» **Problem to work on**: Starting at the beginning of the items and ending at the line that contains "<point>274,559</point>", rewrite those lines as a numbered list, leaving out any blank lines.

— BEGIN —

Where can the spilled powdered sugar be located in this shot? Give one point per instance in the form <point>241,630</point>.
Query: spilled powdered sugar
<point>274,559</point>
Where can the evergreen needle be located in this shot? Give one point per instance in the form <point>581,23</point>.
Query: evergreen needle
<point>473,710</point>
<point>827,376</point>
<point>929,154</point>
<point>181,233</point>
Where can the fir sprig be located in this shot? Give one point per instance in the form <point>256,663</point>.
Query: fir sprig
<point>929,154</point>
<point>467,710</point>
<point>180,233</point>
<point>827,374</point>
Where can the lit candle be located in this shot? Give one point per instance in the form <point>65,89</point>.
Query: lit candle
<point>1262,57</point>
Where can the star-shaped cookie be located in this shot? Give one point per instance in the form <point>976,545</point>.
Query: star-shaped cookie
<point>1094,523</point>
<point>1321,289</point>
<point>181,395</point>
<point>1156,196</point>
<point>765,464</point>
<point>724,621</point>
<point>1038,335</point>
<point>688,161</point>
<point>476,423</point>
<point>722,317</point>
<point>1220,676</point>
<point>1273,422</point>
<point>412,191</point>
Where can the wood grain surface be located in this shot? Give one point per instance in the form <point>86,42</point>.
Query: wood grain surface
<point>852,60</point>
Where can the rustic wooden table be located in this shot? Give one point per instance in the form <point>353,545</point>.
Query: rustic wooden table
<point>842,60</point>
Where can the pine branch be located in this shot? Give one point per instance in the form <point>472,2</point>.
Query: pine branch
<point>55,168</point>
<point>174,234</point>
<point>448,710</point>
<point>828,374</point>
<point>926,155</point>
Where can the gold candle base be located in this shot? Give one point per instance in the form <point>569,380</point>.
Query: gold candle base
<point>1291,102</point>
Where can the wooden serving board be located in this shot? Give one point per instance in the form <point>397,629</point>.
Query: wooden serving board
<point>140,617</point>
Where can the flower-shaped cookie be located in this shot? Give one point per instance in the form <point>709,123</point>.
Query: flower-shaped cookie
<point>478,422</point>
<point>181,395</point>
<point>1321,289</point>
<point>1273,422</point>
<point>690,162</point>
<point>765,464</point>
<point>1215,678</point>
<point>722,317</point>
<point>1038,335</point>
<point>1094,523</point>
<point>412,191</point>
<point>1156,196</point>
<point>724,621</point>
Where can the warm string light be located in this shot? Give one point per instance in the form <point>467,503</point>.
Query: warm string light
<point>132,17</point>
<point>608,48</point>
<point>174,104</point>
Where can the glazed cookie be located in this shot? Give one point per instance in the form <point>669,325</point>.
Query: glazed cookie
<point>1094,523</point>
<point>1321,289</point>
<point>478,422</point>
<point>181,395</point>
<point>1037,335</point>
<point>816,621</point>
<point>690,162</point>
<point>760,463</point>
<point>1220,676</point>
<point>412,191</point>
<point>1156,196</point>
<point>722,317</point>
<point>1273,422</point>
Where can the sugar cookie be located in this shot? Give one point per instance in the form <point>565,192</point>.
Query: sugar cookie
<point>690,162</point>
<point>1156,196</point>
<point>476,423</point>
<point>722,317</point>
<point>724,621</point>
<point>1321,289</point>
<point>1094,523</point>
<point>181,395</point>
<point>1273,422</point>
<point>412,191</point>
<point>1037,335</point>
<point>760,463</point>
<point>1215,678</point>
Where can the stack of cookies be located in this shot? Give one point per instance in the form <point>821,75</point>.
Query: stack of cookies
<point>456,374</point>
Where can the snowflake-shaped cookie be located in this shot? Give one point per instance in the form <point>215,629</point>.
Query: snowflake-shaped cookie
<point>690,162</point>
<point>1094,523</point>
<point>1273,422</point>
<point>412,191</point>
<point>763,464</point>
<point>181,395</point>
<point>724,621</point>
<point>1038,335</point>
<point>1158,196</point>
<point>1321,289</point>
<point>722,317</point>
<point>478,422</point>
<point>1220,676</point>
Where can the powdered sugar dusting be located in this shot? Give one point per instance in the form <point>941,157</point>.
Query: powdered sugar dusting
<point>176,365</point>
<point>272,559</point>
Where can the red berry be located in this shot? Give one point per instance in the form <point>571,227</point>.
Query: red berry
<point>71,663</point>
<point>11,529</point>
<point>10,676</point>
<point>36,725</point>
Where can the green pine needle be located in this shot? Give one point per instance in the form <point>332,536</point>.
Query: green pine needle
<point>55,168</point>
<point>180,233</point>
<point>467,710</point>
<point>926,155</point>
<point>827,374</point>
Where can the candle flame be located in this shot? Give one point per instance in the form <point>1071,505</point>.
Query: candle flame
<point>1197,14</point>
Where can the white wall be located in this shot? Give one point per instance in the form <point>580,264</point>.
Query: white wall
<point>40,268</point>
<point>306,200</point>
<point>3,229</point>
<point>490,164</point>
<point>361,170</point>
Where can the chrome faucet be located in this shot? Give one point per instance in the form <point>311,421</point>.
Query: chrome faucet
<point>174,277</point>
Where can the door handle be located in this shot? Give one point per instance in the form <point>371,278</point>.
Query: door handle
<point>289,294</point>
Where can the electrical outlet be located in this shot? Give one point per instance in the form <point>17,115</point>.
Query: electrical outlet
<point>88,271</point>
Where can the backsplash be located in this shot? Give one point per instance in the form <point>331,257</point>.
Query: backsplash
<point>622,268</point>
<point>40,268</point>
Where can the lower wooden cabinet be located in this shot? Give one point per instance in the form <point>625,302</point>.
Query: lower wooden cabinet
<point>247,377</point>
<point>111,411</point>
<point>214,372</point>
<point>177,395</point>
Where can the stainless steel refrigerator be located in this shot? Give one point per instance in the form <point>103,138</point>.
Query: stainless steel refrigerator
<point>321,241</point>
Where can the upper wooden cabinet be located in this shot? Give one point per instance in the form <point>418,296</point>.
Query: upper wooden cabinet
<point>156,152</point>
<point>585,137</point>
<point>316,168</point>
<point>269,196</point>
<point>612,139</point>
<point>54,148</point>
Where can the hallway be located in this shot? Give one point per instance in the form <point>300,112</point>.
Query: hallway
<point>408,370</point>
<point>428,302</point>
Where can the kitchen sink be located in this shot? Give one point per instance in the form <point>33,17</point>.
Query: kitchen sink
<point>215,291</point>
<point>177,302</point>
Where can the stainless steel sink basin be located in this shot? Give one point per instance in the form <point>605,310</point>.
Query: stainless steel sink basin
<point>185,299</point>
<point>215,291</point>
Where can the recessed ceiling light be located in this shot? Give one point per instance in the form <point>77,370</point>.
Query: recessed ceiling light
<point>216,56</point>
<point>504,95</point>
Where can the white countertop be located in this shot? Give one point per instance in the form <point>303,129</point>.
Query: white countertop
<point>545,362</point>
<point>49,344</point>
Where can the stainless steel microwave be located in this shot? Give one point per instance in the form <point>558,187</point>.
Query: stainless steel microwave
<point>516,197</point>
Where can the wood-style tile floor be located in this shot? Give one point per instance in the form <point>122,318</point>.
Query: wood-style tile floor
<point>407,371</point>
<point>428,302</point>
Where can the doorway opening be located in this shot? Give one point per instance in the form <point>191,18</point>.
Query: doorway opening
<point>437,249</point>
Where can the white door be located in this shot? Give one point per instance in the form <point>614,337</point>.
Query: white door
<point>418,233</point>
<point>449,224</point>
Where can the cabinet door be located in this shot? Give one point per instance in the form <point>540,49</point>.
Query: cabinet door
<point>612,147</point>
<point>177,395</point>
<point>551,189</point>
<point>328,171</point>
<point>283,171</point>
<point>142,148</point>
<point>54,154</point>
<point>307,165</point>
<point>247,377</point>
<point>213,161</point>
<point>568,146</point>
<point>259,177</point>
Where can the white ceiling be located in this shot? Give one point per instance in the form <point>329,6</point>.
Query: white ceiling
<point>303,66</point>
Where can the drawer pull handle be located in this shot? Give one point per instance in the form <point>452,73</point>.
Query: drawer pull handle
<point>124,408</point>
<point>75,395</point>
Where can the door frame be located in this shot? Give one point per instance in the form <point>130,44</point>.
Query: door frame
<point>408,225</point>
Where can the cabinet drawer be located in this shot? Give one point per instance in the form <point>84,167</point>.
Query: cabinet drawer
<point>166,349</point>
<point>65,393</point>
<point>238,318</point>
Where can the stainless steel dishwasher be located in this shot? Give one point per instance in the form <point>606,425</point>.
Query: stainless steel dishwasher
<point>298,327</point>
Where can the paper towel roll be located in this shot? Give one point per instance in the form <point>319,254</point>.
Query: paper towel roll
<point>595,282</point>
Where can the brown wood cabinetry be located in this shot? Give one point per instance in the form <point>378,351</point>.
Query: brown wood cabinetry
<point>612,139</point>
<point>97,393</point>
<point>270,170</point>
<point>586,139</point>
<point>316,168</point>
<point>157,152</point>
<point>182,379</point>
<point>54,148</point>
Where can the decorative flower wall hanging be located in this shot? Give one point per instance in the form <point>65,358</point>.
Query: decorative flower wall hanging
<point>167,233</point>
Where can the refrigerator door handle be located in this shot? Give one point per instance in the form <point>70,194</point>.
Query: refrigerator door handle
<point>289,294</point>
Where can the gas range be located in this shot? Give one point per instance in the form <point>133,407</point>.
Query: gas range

— END —

» **Answer below**:
1. Where can the spilled powdered sugar be located in this shot? Give one point per instance in the form <point>241,630</point>.
2. Query: spilled powdered sugar
3. <point>274,559</point>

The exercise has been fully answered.